▶ Actions to take
1 – Answer these questions using the text on fast-linking in compiled lisp files. Give one line per question.
(a) What are the function pointers in compiled lisp files initially set to?
(b) When fast-linking is on, what is the function pointer reset to?
(c) In each pointer pair of the link array, what does the first element hold?
2 – Proceed with the text on fast-linking in compiled lisp files, starting after its final sentence.

▶ Page text
━━━━━━━━━━━━━━━━━━━━

You don't need this for the below.

> 
> | If memory serves, we had pinned the problem down to the very function
> | call itself with our printf/format debugging.  I'm guessing now that
> | somehow a bad value is getting written to the function pointers stored
> | in compiled lisp files via the link-array.  (The way this works
> | basically is that these pointers are initially set to stubs present in
> | the same generated C file, which in turn call call_or_link et.al. with
> | the address to the original function pointer as one argument.  When
> | fast-linking is on, the function pointer is reset from the stub to the
> | real function address which call_or_link finds, so that call_or_link
> | is invoked only once, with subsequent calls going straight to the
> | intended function as in C.)
> 
> What is the link-array - is it the result of loading the "*.data" files
> produced by the compiler?
> 

No -- it is simply an array containing pointer pairs.  The first
element of the pair is the address of the function pointer used in the
compiled lisp code.  The second value is the address of the static C
function stub.  After these values are saved, the real address of the
desired function is saved at the former address.  The link array
stores the information necessary to reverse this process when
(sue-fast-links nil) is invoked.  Pretty amazing design if you asked
me.

━━━━━━━━━━━━━━━━━━━━

▶ Provided data
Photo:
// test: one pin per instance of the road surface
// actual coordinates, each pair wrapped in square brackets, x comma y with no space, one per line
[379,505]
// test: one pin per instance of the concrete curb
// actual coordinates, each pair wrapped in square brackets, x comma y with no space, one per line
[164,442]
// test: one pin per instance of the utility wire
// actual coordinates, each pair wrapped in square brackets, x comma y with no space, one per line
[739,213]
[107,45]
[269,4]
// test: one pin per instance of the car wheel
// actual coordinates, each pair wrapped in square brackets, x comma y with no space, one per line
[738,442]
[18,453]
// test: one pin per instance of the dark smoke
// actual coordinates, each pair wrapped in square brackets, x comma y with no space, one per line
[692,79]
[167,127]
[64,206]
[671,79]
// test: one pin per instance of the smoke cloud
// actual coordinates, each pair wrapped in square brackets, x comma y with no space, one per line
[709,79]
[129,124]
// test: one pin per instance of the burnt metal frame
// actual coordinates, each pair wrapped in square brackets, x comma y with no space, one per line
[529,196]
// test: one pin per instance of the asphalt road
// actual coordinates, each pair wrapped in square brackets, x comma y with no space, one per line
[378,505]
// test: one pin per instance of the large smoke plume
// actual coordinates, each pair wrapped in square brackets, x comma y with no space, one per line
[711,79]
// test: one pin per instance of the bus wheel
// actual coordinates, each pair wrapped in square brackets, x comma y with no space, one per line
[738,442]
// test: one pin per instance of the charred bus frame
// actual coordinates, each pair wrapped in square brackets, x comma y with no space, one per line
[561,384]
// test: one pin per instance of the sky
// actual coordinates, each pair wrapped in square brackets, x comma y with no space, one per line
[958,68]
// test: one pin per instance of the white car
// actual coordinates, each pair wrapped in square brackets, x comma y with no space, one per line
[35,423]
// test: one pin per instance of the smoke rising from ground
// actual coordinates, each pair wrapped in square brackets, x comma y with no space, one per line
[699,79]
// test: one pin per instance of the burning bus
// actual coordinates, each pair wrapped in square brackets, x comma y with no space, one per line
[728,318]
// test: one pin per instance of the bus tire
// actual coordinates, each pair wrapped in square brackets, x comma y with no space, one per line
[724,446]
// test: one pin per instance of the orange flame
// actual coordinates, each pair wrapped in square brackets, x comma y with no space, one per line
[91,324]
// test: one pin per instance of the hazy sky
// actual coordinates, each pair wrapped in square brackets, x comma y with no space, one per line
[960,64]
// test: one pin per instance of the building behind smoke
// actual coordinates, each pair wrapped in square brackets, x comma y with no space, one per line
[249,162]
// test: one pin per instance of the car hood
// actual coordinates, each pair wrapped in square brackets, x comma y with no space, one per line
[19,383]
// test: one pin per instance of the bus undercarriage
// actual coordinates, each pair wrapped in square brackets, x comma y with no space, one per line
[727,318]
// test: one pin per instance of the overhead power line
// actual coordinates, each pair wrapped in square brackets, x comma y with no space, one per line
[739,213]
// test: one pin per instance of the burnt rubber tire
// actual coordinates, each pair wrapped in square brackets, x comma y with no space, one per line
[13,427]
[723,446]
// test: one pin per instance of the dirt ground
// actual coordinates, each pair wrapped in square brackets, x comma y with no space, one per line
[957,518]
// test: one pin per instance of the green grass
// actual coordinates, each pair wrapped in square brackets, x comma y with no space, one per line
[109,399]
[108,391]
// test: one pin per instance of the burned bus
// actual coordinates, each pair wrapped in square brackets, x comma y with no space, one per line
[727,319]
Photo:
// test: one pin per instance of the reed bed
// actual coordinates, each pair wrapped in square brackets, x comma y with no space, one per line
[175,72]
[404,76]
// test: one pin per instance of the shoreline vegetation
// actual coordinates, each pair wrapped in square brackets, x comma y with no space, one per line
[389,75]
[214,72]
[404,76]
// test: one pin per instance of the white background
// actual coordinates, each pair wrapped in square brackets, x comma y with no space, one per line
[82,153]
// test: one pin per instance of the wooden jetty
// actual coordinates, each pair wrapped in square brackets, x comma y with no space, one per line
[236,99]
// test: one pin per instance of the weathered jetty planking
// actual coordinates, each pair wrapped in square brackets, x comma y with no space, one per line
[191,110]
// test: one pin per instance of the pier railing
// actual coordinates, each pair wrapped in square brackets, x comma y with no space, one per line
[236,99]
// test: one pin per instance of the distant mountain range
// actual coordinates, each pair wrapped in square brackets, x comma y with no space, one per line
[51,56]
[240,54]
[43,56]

━━━━━━━━━━━━━━━━━━━━

▶ Responses by task
1 –
(a) They are set to stubs present in the same generated C file.
(b) It is reset to the real function address that call_or_link finds.
(c) It holds the address of the function pointer used in the compiled lisp code.

2 –
> What do you mean by stubs in the C file? (A specific name in a particular C
> file would help to make this a little more concrete for me.)
> 

Look at the bottom of pcl_boot.c:

static object  LnkTLI495(object first,...){object V1;va_list 
ap;va_start(ap,first);V1=call_proc_new(VV[495],(void **)(void 
*)&LnkLI495,5,first,ap);va_end(ap);return V1;} /* 
OPTIMIZE-GENERIC-FUNCTION-CALL */

is the stub.  A call to the function appears earlier as in 

        base[3]= 
(*(LnkLI495))((V1337),(base0[5]->c.c_car),(V1339),(base0[4]->c.c_car),(base0[3]->c.c_car));

The value of this pointer is initialized to the stub statically in
pcl_boot.h:

static object  LnkTLI495(object,...);
static object  (*LnkLI495)() = (object (*)()) LnkTLI495;

This value (i.e. to the stub) will only be used once when fast links
are on. 


> | I've occasionally run into these as well, so this may not be Windows
> | specific.  If you find a reproducible instance which does not appear
> | on Linux, I'd be interested.
> 
> I'll try and find one for you.
> 

Thanks!  A negative result is also of interest.

> | I'd be very alarmed if at least this behavior were not attainable.
> | Nothing should have changed to make this impossible at present.
> 
> I'm alarmed almost every time I look at the internals of GCL!!
> 

It is a bit from a different era, but as I work with it, I'm
repeatedly impressed by the sophistication of some of the key
algorithms, like this one.  In principle, this feature together with
adequate proclaiming, makes a lisp function call as fast as one in C,
as Schelter originally claimed on his website.

Further steps outlined below.

> Cheers
> 
> MIke Thomas.
> 
> 
> 
> ===============DEBUGGER OUTPUT========================================
> 
> .....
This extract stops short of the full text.